(PROBLEMS TO WORK ON)
**A)** Which two protocols does the passage on low latency messaging platforms say messaging applications use?
**B)** Quote the passage on low latency messaging platforms from "AMQP Model AMQP" down to "some such platforms.".

(DOCUMENT PASSAGE)
Anatomy of building a low latency messaging platform

Disclaimer - I am not going to reveal here that messaging systems are built from a secret alien technology that none of us knew about. We all know that messaging applications are built using simple sockets, TCP or UDP protocol, some sort of mechanism to represent queues or topics, some storage on the back end to persist messages between restarts, a means to subscribe to data and receive call backs. These are generally all that you have in a messaging system.

AMQP Model AMQP Model (Photo credit: Wikipedia)

If you never knew about messaging systems, then the above probably gave you an idea about what they are built of.

What I am going to tell here is what parts of this need to be super tuned and super fast in order to get a low latency messaging platform. This is based upon my experience of building and using some such platforms.

What is a low latency messaging platform?

A low latency messaging platform is one that takes a message from a source and gets it to the destination in the shortest time possible. It has to be able to do this again and again no matter what the load on the system. Simple. If you think about it, all the  platform has to do is to take the message from the source, put some headers and routing information on that, stream it out on a socket to a server and from there to the subscriber or directly to the subscriber in some cases.

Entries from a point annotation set
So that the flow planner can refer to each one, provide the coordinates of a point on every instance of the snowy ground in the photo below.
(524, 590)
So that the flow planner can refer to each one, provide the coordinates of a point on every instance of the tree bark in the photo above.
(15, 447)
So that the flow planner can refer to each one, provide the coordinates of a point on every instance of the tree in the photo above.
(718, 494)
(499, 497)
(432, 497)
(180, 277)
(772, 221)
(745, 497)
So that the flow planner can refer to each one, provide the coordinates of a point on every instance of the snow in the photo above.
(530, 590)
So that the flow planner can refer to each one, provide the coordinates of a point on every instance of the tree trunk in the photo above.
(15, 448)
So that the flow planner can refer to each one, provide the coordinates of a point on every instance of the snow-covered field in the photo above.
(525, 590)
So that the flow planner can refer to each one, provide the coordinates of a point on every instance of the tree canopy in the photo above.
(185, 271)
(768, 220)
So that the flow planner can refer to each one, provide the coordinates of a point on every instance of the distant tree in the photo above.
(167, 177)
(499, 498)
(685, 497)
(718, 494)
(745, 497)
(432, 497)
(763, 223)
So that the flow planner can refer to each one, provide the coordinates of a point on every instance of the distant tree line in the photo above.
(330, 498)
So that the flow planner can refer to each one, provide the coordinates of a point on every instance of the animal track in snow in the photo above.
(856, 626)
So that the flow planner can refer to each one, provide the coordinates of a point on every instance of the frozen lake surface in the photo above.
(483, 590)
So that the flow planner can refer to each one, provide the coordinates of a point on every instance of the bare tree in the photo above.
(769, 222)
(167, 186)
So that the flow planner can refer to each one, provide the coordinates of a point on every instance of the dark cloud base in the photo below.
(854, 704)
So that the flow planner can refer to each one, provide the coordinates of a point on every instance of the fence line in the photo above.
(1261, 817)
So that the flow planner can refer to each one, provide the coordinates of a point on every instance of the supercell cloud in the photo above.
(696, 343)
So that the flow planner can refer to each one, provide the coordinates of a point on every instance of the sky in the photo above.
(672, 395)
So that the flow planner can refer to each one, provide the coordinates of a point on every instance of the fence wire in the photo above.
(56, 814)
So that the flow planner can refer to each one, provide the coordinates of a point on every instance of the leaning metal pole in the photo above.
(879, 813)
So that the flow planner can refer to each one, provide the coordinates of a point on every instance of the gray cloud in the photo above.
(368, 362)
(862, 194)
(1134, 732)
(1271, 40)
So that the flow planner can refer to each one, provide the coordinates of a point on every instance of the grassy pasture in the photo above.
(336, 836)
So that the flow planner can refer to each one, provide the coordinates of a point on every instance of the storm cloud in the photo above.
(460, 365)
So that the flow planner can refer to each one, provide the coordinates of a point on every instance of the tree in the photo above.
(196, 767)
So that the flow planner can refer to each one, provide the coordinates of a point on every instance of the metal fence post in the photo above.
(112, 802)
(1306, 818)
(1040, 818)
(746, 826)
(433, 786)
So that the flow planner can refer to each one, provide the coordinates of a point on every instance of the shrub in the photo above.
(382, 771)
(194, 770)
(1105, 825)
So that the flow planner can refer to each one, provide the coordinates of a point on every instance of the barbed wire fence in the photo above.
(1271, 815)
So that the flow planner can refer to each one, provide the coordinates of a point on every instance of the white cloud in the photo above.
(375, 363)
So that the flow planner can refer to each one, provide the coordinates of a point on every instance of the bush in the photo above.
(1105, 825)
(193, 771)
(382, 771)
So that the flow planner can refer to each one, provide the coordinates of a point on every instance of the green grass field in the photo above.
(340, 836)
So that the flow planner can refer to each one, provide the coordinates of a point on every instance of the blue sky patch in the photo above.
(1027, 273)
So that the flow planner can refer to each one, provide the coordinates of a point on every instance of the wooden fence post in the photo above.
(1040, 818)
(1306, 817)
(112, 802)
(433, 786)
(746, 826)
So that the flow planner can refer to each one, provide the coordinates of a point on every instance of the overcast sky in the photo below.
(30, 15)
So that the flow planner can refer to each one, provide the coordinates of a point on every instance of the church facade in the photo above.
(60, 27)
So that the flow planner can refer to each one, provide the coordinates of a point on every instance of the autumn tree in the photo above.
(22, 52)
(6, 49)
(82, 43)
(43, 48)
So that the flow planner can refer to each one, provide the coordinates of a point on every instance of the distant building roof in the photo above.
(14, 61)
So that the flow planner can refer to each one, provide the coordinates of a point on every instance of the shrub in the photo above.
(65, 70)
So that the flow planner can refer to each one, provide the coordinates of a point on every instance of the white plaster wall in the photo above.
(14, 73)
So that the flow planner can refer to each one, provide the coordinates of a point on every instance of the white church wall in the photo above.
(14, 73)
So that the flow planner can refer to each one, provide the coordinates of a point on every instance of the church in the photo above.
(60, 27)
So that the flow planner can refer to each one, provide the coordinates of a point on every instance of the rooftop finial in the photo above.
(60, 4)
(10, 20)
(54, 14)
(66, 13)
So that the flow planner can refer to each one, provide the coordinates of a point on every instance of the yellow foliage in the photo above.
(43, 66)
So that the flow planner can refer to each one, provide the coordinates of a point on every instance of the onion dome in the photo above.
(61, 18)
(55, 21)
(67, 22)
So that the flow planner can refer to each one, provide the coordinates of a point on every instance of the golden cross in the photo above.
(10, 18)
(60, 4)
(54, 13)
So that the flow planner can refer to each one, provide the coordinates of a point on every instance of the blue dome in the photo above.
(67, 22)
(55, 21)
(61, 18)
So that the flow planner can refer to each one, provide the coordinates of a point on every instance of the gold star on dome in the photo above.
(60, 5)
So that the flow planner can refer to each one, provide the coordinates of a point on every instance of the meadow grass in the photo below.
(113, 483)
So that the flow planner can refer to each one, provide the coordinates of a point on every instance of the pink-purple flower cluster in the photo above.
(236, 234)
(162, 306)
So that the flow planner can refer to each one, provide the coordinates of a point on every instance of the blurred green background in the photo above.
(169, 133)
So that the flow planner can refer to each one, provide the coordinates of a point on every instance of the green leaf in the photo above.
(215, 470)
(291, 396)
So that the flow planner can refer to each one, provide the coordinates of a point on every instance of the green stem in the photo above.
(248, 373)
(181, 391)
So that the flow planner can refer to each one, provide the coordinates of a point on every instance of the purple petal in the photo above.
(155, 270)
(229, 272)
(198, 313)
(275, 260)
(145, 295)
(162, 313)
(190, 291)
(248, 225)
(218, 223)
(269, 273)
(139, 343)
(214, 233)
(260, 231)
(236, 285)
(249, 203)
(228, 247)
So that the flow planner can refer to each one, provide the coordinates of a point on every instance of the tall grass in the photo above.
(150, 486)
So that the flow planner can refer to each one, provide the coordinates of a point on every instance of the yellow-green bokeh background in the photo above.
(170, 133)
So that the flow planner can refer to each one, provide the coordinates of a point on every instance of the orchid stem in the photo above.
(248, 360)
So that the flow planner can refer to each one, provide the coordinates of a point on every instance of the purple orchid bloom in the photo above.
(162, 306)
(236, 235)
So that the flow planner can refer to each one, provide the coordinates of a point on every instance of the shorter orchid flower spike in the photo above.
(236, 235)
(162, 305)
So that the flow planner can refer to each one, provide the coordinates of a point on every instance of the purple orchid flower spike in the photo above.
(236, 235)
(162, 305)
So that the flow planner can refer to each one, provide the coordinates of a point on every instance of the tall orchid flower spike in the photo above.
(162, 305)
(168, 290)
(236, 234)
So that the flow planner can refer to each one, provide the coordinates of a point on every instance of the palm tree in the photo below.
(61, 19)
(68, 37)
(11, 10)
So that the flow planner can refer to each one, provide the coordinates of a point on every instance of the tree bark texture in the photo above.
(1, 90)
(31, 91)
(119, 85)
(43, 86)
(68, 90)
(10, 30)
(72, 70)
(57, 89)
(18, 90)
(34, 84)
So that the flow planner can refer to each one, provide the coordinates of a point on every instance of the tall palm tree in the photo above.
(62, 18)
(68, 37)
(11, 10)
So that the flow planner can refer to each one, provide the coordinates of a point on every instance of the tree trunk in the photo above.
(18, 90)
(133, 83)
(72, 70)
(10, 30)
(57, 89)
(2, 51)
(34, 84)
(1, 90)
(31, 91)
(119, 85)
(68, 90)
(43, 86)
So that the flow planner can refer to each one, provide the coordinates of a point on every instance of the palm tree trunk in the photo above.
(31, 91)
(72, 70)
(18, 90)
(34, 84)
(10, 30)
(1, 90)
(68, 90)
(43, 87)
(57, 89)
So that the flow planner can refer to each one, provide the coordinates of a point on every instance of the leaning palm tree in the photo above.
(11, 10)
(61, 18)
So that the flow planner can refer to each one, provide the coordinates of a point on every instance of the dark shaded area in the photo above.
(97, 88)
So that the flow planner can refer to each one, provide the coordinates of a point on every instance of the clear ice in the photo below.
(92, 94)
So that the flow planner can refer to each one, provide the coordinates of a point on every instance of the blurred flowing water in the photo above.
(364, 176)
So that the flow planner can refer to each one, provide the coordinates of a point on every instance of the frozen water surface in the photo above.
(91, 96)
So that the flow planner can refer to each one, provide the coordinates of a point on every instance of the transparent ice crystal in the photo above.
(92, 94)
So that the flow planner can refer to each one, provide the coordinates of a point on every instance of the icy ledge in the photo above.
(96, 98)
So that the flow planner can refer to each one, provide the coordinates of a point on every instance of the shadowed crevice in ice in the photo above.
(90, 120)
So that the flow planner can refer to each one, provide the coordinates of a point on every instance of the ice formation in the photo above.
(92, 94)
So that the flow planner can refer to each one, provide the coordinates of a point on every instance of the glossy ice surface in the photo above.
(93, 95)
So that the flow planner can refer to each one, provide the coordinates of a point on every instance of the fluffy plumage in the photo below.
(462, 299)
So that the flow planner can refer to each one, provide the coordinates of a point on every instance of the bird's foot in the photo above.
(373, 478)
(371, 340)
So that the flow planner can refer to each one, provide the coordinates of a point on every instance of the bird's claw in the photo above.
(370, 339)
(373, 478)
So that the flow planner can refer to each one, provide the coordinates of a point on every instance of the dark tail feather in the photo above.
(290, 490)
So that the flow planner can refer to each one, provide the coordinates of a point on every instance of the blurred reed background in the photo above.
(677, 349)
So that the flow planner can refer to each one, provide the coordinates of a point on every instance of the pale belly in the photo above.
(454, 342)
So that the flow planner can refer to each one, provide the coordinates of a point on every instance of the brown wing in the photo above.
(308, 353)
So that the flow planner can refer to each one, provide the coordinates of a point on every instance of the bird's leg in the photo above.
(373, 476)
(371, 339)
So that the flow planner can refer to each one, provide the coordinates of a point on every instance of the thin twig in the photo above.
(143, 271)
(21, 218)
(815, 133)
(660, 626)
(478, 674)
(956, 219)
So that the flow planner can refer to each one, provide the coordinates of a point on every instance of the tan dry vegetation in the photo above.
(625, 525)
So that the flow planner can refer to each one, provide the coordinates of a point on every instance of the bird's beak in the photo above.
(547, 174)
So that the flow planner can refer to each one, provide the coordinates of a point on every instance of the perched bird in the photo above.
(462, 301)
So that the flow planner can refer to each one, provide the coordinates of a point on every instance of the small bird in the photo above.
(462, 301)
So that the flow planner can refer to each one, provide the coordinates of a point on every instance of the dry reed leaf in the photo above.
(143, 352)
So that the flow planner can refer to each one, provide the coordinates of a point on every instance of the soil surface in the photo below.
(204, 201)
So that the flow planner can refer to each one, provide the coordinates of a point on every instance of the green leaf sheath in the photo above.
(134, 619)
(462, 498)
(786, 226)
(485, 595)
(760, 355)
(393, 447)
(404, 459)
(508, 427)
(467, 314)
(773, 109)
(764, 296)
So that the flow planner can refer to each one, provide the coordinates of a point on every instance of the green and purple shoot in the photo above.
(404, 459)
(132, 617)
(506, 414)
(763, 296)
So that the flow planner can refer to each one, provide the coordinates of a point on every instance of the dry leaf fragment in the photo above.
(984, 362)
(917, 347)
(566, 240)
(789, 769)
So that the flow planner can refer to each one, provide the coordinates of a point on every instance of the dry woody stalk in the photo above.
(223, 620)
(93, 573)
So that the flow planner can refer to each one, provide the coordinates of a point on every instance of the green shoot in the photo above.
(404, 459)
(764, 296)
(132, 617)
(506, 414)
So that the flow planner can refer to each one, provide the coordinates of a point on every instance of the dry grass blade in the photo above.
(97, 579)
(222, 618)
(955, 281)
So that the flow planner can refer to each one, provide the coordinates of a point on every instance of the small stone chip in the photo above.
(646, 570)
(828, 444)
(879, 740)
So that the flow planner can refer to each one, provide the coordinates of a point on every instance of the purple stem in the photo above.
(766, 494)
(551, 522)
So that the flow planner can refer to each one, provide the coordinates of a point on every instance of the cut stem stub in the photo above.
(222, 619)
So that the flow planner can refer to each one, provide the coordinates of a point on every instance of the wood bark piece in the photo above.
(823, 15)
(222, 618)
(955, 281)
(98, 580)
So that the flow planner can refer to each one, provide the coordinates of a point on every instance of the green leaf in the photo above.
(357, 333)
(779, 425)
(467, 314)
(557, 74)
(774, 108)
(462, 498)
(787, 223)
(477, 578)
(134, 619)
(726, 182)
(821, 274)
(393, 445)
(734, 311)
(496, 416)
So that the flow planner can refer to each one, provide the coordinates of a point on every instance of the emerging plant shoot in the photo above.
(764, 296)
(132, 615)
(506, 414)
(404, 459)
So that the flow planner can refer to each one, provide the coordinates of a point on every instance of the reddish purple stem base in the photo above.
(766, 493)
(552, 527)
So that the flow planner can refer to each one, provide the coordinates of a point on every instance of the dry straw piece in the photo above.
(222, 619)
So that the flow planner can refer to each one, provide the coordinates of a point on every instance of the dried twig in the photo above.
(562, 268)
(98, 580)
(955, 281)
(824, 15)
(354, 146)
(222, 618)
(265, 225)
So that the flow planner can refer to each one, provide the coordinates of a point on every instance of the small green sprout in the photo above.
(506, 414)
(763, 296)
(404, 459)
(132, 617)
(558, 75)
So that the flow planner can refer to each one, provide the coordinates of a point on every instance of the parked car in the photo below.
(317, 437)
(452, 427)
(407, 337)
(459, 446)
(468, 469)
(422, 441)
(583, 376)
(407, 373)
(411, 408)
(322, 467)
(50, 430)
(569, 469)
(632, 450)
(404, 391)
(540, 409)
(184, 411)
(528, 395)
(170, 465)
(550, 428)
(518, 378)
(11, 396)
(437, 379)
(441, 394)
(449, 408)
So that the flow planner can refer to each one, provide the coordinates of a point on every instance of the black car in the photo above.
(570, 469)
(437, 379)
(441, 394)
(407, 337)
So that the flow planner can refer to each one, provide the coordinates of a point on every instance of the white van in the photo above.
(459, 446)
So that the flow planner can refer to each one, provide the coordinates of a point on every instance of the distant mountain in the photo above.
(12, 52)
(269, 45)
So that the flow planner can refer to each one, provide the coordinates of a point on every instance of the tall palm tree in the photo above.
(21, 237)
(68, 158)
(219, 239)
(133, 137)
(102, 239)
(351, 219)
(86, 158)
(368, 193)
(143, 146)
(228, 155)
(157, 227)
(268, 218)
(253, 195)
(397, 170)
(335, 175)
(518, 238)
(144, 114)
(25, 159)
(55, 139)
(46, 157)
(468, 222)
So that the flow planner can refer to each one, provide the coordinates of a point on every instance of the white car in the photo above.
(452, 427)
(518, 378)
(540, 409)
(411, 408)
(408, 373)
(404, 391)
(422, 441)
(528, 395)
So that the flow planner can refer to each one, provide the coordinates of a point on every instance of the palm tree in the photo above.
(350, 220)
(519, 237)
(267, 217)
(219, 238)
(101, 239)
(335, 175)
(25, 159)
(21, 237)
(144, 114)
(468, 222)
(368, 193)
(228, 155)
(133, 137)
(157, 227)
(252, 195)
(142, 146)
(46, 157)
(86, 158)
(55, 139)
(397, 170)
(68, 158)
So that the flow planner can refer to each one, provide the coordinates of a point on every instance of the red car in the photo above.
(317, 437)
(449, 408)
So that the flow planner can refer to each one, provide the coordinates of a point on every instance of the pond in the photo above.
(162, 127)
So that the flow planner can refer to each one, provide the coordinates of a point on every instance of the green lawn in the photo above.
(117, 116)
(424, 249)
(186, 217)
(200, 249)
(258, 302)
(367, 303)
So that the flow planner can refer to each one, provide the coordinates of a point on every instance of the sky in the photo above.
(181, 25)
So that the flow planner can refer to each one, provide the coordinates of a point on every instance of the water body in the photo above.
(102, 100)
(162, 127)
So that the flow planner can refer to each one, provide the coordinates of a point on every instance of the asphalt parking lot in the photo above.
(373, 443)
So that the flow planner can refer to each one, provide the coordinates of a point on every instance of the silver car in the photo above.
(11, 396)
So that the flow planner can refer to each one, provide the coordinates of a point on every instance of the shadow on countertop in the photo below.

(EXERCISE RESPONSES)
**A)** TCP or UDP.

**B)**
AMQP Model AMQP Model (Photo credit: Wikipedia)

If you never knew about messaging systems, then the above probably gave you an idea about what they are built of.

What I am going to tell here is what parts of this need to be super tuned and super fast in order to get a low latency messaging platform. This is based upon my experience of building and using some such platforms.